Please rewrite the stretch of the records below, from the line that contains "Can you spot the tire" through the line that contains "x=178, y=205", with both of those lines included, as a JSON list of strings. Give one string per line and omit blank lines.
--- RECORDED DATA ---
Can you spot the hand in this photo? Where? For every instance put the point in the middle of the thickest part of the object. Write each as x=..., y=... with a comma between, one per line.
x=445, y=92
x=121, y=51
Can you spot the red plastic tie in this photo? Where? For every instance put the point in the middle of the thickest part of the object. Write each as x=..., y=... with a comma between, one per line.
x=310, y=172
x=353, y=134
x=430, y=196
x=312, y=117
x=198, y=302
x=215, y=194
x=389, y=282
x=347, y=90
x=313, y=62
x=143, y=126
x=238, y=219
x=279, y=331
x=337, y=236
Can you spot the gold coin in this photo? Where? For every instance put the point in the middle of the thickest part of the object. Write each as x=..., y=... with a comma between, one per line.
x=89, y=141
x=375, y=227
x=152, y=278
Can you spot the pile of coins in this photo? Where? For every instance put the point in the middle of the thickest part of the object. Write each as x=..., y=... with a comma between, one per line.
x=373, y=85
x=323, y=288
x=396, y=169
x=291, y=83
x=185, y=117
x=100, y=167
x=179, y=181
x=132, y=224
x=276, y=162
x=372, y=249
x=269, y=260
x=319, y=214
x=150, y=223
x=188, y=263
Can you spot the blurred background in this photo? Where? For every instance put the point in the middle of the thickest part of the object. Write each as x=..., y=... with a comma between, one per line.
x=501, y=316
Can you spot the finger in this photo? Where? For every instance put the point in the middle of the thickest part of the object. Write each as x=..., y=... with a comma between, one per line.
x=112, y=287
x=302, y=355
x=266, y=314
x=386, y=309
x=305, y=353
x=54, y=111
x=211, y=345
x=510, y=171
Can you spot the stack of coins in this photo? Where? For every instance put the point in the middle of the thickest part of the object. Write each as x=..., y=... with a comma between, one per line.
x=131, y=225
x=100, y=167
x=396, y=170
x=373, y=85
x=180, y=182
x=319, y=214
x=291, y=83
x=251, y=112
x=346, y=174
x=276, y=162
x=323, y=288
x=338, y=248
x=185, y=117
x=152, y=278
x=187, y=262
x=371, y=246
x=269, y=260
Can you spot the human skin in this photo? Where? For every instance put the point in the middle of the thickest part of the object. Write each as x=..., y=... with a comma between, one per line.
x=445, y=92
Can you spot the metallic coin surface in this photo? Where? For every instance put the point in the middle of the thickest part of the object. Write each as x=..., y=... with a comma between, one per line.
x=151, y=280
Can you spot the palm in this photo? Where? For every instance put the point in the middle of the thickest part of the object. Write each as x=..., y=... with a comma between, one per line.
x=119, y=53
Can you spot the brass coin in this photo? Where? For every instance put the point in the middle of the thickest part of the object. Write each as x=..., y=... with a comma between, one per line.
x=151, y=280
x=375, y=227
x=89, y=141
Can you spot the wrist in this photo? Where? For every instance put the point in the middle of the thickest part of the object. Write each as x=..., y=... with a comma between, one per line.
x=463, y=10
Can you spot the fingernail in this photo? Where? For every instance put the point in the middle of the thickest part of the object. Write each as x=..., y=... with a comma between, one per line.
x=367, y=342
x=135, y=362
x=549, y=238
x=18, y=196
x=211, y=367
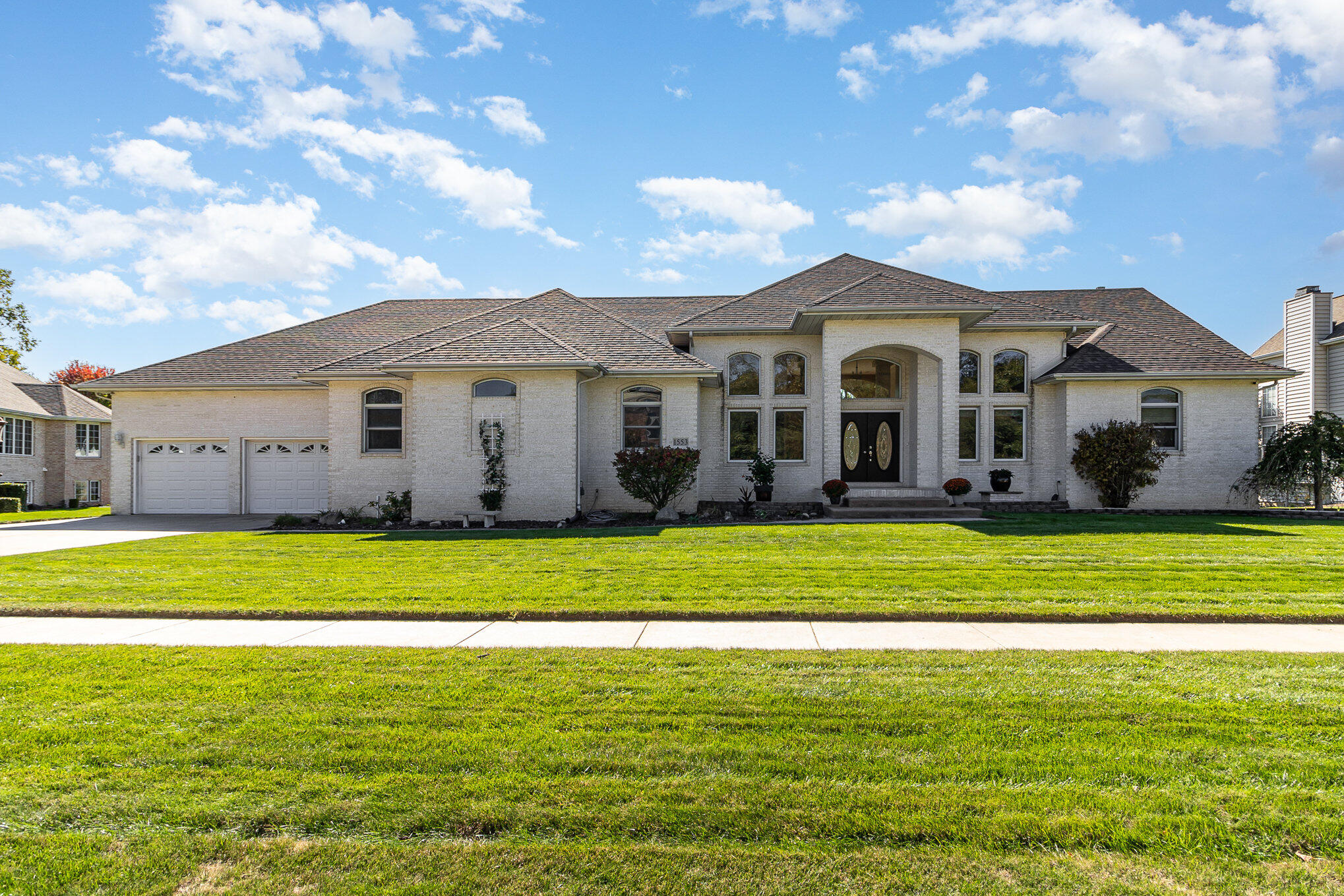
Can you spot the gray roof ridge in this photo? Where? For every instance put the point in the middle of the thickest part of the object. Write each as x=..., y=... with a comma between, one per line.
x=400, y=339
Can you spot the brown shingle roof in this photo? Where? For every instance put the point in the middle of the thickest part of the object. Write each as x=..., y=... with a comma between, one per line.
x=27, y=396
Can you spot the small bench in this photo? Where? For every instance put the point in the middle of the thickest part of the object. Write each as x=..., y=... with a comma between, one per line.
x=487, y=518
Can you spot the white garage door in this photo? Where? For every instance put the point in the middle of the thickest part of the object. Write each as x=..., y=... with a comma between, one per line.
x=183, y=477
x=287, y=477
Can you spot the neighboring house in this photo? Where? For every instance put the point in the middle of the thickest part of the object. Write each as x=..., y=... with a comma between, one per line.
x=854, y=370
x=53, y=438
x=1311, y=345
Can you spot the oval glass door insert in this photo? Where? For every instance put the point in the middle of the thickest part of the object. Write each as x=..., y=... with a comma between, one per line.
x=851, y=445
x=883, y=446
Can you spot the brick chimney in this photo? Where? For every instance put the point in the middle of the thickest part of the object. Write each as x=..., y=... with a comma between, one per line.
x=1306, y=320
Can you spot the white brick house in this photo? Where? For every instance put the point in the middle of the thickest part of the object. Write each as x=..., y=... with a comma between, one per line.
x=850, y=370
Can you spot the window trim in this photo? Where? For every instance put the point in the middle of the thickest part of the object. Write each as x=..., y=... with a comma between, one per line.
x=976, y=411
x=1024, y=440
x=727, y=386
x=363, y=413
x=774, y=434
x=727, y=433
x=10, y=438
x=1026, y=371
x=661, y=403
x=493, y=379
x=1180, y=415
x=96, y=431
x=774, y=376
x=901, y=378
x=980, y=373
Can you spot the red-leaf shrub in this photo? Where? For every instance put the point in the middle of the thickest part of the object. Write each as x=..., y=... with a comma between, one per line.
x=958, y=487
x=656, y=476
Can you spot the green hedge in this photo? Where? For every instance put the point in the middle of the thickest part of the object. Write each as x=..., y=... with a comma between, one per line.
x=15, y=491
---
--- RECORDED DATA ---
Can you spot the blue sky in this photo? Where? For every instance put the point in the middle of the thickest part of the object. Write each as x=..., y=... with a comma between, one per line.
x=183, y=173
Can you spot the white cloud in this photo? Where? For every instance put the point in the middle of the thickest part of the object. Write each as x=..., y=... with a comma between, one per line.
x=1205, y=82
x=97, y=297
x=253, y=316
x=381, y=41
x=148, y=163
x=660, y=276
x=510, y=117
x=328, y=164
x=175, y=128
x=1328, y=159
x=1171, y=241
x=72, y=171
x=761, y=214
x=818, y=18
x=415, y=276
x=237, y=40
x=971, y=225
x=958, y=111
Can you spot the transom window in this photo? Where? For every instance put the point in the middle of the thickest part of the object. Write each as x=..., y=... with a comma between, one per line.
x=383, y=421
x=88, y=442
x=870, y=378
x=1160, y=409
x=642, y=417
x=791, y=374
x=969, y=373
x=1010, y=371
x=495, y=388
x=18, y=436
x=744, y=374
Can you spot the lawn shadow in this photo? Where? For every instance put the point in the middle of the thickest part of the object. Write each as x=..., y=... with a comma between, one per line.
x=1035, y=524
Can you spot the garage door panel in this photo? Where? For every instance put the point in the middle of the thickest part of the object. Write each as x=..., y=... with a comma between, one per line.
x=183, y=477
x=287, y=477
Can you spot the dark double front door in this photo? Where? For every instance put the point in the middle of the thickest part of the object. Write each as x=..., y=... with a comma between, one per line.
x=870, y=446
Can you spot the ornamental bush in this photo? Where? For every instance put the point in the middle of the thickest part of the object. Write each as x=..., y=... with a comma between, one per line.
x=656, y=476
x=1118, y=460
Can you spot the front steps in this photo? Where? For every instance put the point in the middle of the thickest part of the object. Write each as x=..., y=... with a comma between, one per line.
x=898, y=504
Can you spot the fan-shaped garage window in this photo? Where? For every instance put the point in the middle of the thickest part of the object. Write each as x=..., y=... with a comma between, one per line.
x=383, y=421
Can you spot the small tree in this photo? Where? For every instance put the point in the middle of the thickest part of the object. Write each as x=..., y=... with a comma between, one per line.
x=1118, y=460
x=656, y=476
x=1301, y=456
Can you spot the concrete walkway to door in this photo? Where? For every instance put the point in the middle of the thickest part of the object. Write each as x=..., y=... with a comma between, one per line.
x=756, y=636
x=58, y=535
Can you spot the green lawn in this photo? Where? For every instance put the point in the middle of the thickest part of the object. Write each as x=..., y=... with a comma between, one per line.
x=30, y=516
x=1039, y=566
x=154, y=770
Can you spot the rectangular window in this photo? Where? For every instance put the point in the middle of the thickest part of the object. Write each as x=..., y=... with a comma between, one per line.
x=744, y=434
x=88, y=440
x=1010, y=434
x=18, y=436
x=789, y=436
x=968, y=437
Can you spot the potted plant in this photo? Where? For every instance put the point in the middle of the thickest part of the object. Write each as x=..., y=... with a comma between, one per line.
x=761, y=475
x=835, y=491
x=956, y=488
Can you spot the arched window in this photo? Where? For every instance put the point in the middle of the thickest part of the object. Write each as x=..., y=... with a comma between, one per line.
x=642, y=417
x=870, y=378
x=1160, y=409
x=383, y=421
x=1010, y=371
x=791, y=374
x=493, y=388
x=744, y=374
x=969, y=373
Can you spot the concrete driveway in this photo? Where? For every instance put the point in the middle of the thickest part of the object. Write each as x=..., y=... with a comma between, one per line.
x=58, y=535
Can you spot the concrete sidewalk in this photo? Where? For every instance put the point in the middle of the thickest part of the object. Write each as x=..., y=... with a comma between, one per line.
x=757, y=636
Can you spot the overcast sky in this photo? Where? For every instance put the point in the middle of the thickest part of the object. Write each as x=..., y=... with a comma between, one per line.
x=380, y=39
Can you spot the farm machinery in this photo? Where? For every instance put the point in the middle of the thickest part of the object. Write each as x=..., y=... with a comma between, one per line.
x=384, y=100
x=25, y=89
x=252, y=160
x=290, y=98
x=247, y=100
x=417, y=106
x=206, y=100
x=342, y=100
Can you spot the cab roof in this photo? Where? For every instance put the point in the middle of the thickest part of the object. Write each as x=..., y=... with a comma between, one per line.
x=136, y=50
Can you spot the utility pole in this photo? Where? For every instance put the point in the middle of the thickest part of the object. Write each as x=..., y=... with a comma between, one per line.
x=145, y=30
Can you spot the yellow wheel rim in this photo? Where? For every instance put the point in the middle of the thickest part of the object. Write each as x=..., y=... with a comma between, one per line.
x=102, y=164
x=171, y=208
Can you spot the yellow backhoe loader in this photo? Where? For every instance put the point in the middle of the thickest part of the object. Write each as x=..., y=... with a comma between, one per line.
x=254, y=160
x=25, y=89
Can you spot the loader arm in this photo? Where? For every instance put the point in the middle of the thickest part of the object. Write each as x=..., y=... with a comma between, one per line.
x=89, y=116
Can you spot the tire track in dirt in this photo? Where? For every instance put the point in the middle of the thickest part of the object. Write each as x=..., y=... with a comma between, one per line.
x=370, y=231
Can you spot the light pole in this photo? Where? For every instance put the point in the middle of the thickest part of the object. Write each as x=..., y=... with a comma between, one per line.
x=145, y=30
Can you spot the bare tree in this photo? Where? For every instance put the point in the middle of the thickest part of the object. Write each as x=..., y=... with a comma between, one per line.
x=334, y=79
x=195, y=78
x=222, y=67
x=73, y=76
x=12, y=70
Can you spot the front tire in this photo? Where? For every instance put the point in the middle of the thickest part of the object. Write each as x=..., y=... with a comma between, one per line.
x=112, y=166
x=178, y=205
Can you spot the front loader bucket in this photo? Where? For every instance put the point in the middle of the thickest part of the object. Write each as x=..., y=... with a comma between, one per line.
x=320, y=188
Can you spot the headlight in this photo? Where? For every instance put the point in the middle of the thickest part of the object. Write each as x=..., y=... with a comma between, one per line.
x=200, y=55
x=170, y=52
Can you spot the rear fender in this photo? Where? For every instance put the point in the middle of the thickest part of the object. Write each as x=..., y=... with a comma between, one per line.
---
EXERCISE RESULT:
[
  "Can you spot the tire track in dirt in this photo? Where? For every instance put the point in the middle of the thickest part of the object. Write each as x=..., y=... with a comma between, one per line.",
  "x=370, y=231",
  "Can you spot the light pole in this photo? Where? For every instance put the point in the middle of the thickest part of the object. Write each as x=..., y=... with a comma between, one per line.",
  "x=145, y=30",
  "Can you spot the bare tree in this photo? Where? For every instance put the point in the middle of the thickest part of the object. Write each as x=..., y=... with a comma between, one per line.",
  "x=334, y=79",
  "x=195, y=78",
  "x=222, y=67",
  "x=73, y=76",
  "x=12, y=70",
  "Can you spot the front tire in this photo? Where? For every instance put the point in the middle of the thickest part of the object. Write each as x=..., y=... with a comma between, one per line.",
  "x=112, y=166",
  "x=178, y=205"
]